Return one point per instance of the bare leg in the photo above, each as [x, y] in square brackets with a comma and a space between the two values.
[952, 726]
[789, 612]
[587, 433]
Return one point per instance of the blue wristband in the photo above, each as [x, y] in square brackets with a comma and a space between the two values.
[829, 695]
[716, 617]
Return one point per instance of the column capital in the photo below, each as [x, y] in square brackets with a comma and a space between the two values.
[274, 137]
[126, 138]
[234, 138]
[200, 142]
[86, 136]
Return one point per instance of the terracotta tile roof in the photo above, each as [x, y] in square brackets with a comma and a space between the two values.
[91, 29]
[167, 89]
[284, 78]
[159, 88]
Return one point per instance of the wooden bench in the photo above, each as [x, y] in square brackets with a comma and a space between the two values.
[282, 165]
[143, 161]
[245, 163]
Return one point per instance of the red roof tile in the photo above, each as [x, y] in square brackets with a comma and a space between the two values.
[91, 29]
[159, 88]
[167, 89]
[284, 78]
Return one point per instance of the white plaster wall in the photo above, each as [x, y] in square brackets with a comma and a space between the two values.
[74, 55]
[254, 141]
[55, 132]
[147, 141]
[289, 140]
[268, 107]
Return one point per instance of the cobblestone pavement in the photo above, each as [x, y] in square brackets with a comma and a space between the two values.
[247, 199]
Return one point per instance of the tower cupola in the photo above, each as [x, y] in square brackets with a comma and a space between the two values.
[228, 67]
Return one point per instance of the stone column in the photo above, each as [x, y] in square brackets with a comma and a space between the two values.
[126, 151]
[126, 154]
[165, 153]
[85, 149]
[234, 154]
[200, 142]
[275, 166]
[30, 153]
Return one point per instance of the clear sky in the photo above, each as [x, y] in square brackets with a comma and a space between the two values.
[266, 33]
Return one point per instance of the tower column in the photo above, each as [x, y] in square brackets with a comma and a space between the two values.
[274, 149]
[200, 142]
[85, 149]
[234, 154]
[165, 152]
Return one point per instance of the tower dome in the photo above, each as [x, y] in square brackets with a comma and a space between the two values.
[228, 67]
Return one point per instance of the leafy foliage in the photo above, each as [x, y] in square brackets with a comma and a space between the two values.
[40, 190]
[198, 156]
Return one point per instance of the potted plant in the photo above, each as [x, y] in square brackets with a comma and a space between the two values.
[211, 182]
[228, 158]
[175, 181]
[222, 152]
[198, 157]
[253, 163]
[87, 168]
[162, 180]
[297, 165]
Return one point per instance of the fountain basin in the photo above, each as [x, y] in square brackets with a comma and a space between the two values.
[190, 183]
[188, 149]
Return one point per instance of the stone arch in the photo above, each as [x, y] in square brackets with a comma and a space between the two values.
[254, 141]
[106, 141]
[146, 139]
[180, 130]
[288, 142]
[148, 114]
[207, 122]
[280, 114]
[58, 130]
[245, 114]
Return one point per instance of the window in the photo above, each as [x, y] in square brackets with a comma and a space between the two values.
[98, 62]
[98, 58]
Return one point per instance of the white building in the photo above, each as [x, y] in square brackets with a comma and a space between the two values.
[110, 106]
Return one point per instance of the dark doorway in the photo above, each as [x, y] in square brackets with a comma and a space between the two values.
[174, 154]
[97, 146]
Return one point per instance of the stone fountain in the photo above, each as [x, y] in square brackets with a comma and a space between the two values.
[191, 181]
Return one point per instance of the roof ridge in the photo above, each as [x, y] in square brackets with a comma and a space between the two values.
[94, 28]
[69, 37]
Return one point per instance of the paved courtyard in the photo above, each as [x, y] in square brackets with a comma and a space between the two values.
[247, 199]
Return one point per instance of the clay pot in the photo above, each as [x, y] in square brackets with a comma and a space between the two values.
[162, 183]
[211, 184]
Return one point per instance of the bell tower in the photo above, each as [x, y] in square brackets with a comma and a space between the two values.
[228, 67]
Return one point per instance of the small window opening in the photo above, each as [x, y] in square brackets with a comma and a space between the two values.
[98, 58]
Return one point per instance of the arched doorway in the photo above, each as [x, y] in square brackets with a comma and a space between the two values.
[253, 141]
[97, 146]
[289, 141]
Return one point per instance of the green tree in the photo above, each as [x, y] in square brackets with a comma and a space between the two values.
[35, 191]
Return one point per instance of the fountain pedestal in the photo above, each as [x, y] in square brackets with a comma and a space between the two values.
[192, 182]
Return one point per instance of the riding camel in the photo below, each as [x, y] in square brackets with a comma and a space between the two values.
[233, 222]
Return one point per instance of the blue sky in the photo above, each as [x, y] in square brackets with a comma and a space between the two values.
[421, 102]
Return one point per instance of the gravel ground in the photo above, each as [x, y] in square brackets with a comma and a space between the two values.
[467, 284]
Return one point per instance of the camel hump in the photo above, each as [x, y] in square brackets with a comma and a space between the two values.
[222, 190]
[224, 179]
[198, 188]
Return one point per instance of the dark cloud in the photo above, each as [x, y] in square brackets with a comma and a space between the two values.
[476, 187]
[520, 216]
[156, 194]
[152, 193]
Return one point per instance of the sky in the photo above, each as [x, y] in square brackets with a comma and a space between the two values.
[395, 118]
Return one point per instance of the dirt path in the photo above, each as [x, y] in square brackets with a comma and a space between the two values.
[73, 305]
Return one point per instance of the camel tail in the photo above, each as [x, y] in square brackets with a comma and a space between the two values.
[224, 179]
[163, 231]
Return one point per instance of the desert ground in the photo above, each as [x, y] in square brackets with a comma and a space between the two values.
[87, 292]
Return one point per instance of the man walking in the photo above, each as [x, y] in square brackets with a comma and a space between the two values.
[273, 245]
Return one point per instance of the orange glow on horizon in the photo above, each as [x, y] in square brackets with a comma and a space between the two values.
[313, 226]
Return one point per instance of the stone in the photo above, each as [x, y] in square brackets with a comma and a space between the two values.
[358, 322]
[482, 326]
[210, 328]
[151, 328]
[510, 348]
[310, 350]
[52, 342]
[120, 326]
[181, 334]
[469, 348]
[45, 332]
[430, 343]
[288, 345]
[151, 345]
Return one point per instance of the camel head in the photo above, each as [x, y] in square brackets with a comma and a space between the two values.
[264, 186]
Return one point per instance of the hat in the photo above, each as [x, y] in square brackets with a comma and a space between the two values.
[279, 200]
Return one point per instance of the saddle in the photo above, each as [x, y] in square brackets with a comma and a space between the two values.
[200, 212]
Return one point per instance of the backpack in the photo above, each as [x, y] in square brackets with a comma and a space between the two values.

___

## REQUIRED WORK
Each line of the listing should be copied exactly.

## WRITTEN SOLUTION
Return one point per instance of the bare leg in the photo above, each as [x, y] in square brackets with a comma and a space between the two values.
[952, 726]
[789, 612]
[587, 433]
Return one point per instance of the blue wristband in the photo above, each as [x, y] in square brackets with a comma and a space between the two values.
[829, 695]
[716, 617]
Return one point per instance of the column capital in the photo below, each as [x, y] in square brackets with a comma and a space between the two values.
[274, 137]
[126, 138]
[234, 138]
[200, 142]
[86, 136]
Return one point per instance of the terracotta tile roof in the photo above, each as [x, y] in square brackets with a comma and a space between the two values.
[91, 29]
[167, 89]
[284, 78]
[159, 88]
Return one point per instance of the wooden bench in the photo above, each as [x, y] in square brackets with a comma and a space between the two values.
[282, 165]
[143, 161]
[245, 163]
Return one point per instance of the red roof tile in the photo above, each as [x, y] in square brackets with a comma and a space between the two values.
[91, 29]
[159, 88]
[167, 89]
[284, 78]
Return one point per instance of the white plaster wall in the photo above, each as [x, y] in square brackets with a comma and a space between the two values.
[74, 55]
[254, 141]
[55, 132]
[147, 141]
[289, 140]
[268, 107]
Return one point per instance of the cobblestone pavement in the photo above, each as [x, y] in square brackets with a comma and a space between the two values.
[247, 199]
Return one point per instance of the tower cupola in the photo above, each as [x, y] in square brackets with a comma and a space between the two values.
[228, 67]
Return one point per instance of the stone column in the photo above, each as [x, y] in square brackets with a comma and a space between the two values.
[126, 151]
[126, 154]
[165, 153]
[85, 149]
[234, 154]
[200, 142]
[275, 166]
[30, 153]
Return one point per instance of the clear sky in the photo above, each as [x, y] in square brackets with a comma and a space between the two values.
[266, 33]
Return one point per instance of the tower column in the photo above, each as [x, y] in square brackets with a comma and a space between the two values.
[274, 149]
[200, 142]
[85, 149]
[234, 154]
[165, 152]
Return one point per instance of the tower dome in the photo above, each as [x, y] in square brackets with a comma and a space between the two values.
[228, 67]
Return one point per instance of the leafy foliage in the photo above, each as [x, y] in square brackets with a comma and a space between the two values.
[40, 190]
[198, 156]
Return one point per instance of the potted plant in the photo above, each as [x, y] in square brackets with a comma and a space between the two values.
[211, 182]
[228, 158]
[175, 181]
[222, 152]
[198, 157]
[253, 163]
[87, 168]
[162, 180]
[297, 165]
Return one point per instance of the fountain basin in the photo above, each as [x, y] in square brackets with a comma and a space between the two values.
[190, 183]
[188, 149]
Return one point per instance of the stone arch in the photo above, each as [x, y] in square brackets with a comma and a space between the two values.
[254, 141]
[106, 141]
[146, 139]
[180, 130]
[288, 142]
[148, 114]
[207, 122]
[280, 114]
[58, 130]
[245, 114]
Return one point per instance of the window in the photo above, each as [x, y] in square brackets with a comma and a space between the two values.
[98, 62]
[98, 58]
Return one point per instance of the white building in the photo above, each as [x, y] in square brackets with a comma and a space between the two values.
[110, 106]
Return one point per instance of the dark doorway in the photo above, each as [x, y] in square brackets with a comma and a space between the two values.
[174, 154]
[97, 146]
Return one point per instance of the stone fountain in the photo above, each as [x, y] in square brackets with a comma and a space between the two values.
[191, 181]
Return one point per instance of the roof ridge in the photo above, each as [x, y] in square brackets with a comma and a space between the two values.
[94, 28]
[69, 37]
Return one point per instance of the paved courtyard in the photo above, each as [x, y] in square brackets with a comma and a space between the two values.
[247, 199]
Return one point per instance of the clay pot in the photo above, each as [x, y] in square brackets with a comma and a space between the two values.
[162, 183]
[211, 184]
Return one point per instance of the bell tower in the photo above, each as [x, y] in square brackets with a comma and a space between the two values.
[228, 67]
Return one point per instance of the small window opening in the photo above, each as [x, y] in square brackets with a comma and a space between the two values.
[98, 58]
Return one point per instance of the arched doorway in the photo above, each as [x, y] in square brackets with a comma and a space between the two values.
[253, 141]
[97, 146]
[289, 141]
Return one point per instance of the green tree in the photo above, each as [x, y] in square brackets with a comma and a space between the two values.
[35, 191]
Return one point per instance of the fountain pedestal in the photo above, each as [x, y] in square brackets with a comma and a space between the two values.
[192, 182]
Return one point per instance of the riding camel in the photo below, each as [x, y] in square brackets with a comma and a space between the two values.
[233, 222]
Return one point per instance of the blue sky in the photo above, each as [x, y] in square brackets with a comma and a space between the two values.
[421, 102]
Return one point per instance of the gravel ground in the photo above, each as [x, y] in square brackets with a comma and a space between the two values.
[467, 284]
Return one point per instance of the camel hump in the photo above, each as [x, y] in square brackets with a comma and a space between the two values.
[222, 190]
[224, 179]
[198, 188]
Return one point per instance of the dark cloud in the photo above, each as [x, y] in square brackets with a comma and a space between the two values.
[476, 187]
[520, 216]
[156, 194]
[152, 193]
Return one point per instance of the sky in the photo above, each as [x, y] in square brackets with a comma and a space between the two values.
[395, 118]
Return one point per instance of the dirt path in the photo above, each as [x, y] in square brackets with a comma and a space between the two values.
[73, 305]
Return one point per instance of the camel tail in the photo above, each as [x, y] in square brackets with a comma and a space between the two values.
[224, 179]
[163, 231]
Return one point per instance of the desert ground in the photo above, each as [x, y] in square brackets with a comma and a space between the two values.
[87, 292]
Return one point per instance of the man walking in the photo above, each as [x, y] in square brackets with a comma and a space between the two values.
[273, 245]
Return one point per instance of the orange glow on horizon in the photo above, each as [x, y] in square brackets with a comma and a space between the two values.
[313, 226]
Return one point per instance of the stone in the photo above, each as [x, y] in square brackets with a comma and a space between the two values.
[358, 322]
[482, 326]
[210, 328]
[151, 328]
[510, 348]
[310, 350]
[52, 342]
[120, 326]
[181, 334]
[469, 348]
[45, 332]
[430, 343]
[288, 345]
[151, 345]
Return one point per instance of the camel head in the photo above, each as [x, y] in square brackets with a comma and a space between the two values.
[264, 186]
Return one point per instance of the hat in the photo above, each as [x, y] in square brackets with a comma and a space between the two values.
[279, 200]
Return one point per instance of the saddle in the photo above, each as [x, y] in square brackets with a comma and a space between the two values.
[200, 212]
Return one point per instance of the backpack in the photo above, each as [x, y] in square brackets with a comma and a space between the two values.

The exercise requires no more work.